▶ [EXERCISE PASSAGE]
+---+

As the parent of a 5 year old and an 18 month old sons and expecting my third baby in January, I was deeply saddened and frightened by the teens portrayed last night.

My husband and I strive to be supportive and encouraging to our children and we try to teach them self-respect. Our fear is that although we will always be there for them they will get caught up in their "friends" lives and choose to do the wrong thing regardless of what we teach.

We attend church at least once a week and listen mostly to Contemporary Christian Music in the hopes that they will develop a great love for Jesus and the Lord and look for guidance through youth groups and us, their parents.

When parents choose to procreate they give up the right to always be looking for what's best for them and they now have to put their children first, forever. One last comment, as far as those govt. issued condoms, which I'm sure were paid for by taxpayers like myself who had no say in their distribution, I have read that the point of them is to avoid STD's. Well, it looks to me as though the plan is NOT working, not only are they telling kids it's ok to have pre-marital sex but their getting and spreading diseases anyway. Way to go guys!!!

Jennifer McLellan
manchester, nh

Dear FRONTLINE

I am excited to see you take on this subject. We, as a society, have torn apart the family structure and seem unaware of the consequences of our actions. The close family ties that I had as a child seem to have disappeared from mainstream America.

I would appreciate if you would continue to focus on this issue and the future of our nation. Your involvement as Public Broadcasting is essential in this role and I personally thank you for your work.

+---+

▶ [DIRECTIONS]
Write the next part of the viewer letters to FRONTLINE about teenagers and family life, starting right after their last sentence.

(Region pointing data)
+---+

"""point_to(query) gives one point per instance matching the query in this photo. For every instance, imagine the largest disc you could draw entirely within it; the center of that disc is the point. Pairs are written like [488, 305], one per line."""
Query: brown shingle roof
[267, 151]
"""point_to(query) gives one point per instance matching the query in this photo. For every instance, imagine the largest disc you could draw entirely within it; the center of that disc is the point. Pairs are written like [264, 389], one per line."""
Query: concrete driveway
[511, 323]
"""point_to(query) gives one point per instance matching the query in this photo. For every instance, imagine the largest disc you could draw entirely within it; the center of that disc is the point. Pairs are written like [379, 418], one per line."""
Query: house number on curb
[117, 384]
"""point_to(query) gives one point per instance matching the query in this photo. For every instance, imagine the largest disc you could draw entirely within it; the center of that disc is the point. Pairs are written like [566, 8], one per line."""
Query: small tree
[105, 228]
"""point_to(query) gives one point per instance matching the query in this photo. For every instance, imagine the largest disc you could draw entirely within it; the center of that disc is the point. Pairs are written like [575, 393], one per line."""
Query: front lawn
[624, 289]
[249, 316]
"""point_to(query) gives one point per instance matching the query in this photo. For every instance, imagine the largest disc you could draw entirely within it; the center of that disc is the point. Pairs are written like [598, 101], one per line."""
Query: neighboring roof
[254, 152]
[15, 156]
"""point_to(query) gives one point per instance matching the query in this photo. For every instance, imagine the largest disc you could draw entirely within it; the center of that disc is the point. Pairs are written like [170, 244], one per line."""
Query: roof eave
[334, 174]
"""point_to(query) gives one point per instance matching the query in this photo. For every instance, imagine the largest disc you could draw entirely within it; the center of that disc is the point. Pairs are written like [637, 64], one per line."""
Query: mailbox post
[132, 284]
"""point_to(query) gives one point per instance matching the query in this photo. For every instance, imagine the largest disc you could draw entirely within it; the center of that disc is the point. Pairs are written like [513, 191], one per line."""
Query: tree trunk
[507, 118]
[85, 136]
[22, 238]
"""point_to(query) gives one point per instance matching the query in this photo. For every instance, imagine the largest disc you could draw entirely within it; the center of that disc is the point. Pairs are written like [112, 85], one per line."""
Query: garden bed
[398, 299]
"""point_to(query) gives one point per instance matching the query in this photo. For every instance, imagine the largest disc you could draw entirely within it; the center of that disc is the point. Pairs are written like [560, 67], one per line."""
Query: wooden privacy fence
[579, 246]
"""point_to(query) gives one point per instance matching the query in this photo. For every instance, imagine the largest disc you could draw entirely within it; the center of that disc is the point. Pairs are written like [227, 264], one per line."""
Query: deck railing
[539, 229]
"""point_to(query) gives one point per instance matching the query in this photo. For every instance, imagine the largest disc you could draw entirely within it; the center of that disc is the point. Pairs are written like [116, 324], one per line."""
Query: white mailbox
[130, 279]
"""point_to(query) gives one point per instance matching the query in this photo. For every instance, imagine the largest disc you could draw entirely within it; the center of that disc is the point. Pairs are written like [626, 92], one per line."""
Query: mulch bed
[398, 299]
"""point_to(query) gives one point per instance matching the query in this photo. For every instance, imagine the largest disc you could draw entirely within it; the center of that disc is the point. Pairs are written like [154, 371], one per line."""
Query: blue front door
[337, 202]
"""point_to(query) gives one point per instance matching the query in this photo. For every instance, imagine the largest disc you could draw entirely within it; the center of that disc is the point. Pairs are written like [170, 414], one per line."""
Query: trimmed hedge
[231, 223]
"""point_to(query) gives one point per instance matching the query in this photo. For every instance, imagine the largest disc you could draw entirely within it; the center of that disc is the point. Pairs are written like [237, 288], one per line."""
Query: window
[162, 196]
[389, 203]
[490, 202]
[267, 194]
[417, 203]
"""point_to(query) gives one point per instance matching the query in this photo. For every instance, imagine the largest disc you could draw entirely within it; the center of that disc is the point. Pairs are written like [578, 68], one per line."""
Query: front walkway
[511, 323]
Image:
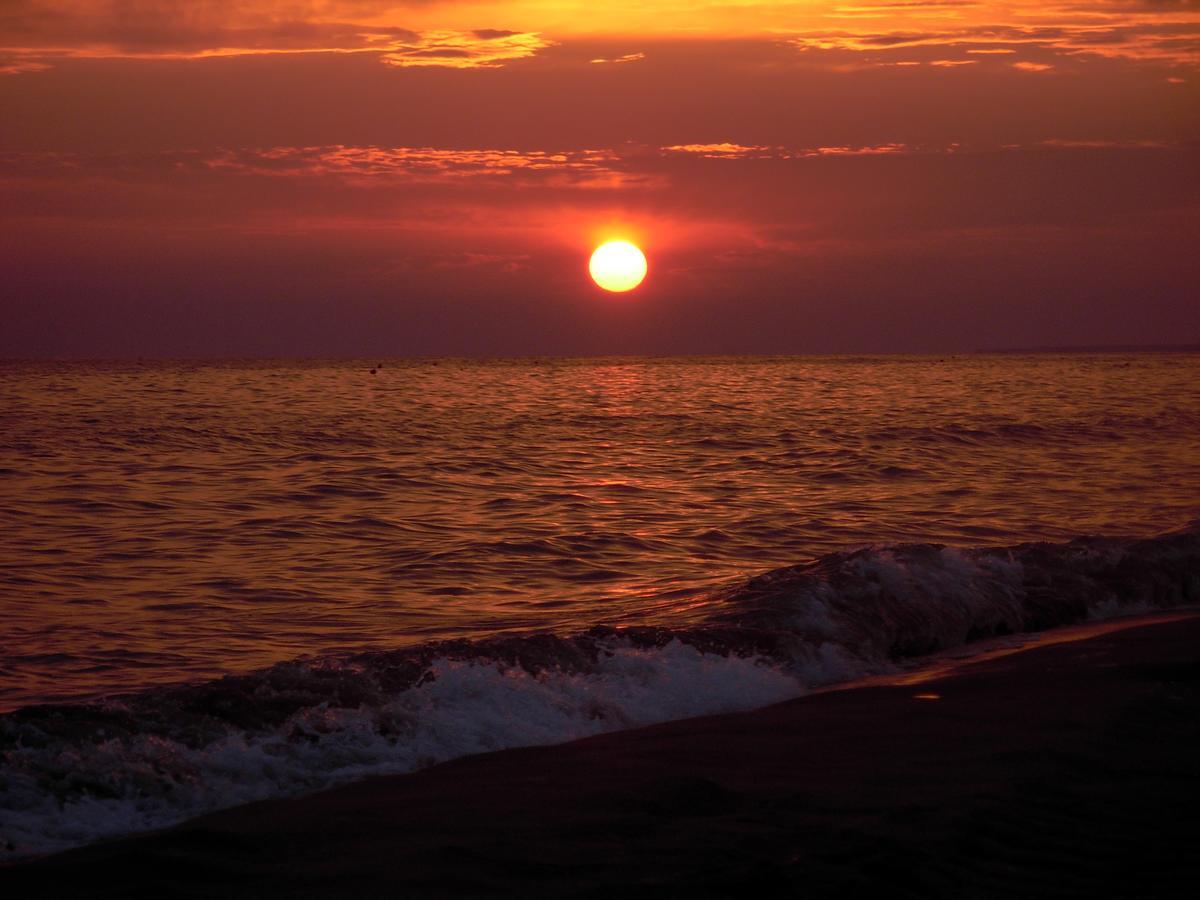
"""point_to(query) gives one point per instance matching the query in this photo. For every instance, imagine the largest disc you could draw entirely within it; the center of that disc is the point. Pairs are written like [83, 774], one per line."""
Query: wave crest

+---+

▶ [WRITTEN REPLY]
Steve Dinning
Norfolk, Virginia

Dear FRONTLINE

I can remember in the '80's being told of a cousin of mineupper middle class pretty white blond girl who lives in the Atlanta area and who got in trouble for participating in teen orgies. This was going on even back then.

So I watched the show, and it was shocking. The one underlying similarity between all of the kids seemed to be no RELATIONSHIP with the parents.

It needs to start while they're very young. My youngest daughter 2 in Dec. is NOT in daycare but with me 24/7. She is quite headstrong already and wants to do her own thing, and I constantly think of her in her teen years. I'm right now being very strict with her, and not giving in to her tantrums. I tell her I set the limits BECAUSE I love her. ANYBODY can give up! When she's 13, I'll still be setting limits.

We expect our kids at the age of thirteen with their adult bodies and mind of a child to "Just say No" but they haven't been told "No" in their own lives. What kind of example is that?

Another thing about these kids is they kept saying they had nothing else to do. Nobody seemed to have a job. Nobody needed one. Everything was provided for them. They didn't have to work after school when most were having sex, to provide for themselves their own spending money.

I would have been very interested to see an interview with the parents of the virgin girls, to see what they have done differently with their children.

My heart goes out to all these kids. May God bless them and keep them safe if no one else will.

This was an OUTSTANDING show and well done. I'm ready to hand out the EMMY. I sincerely hope that you will do an update.

Hebron, KY

Dear FRONTLINE

This does not surprise me when I hear parents who should know better justify the sexual transgressions of their children with the comment, "they're all doing it". With this attitude, what would one expect them to be doing!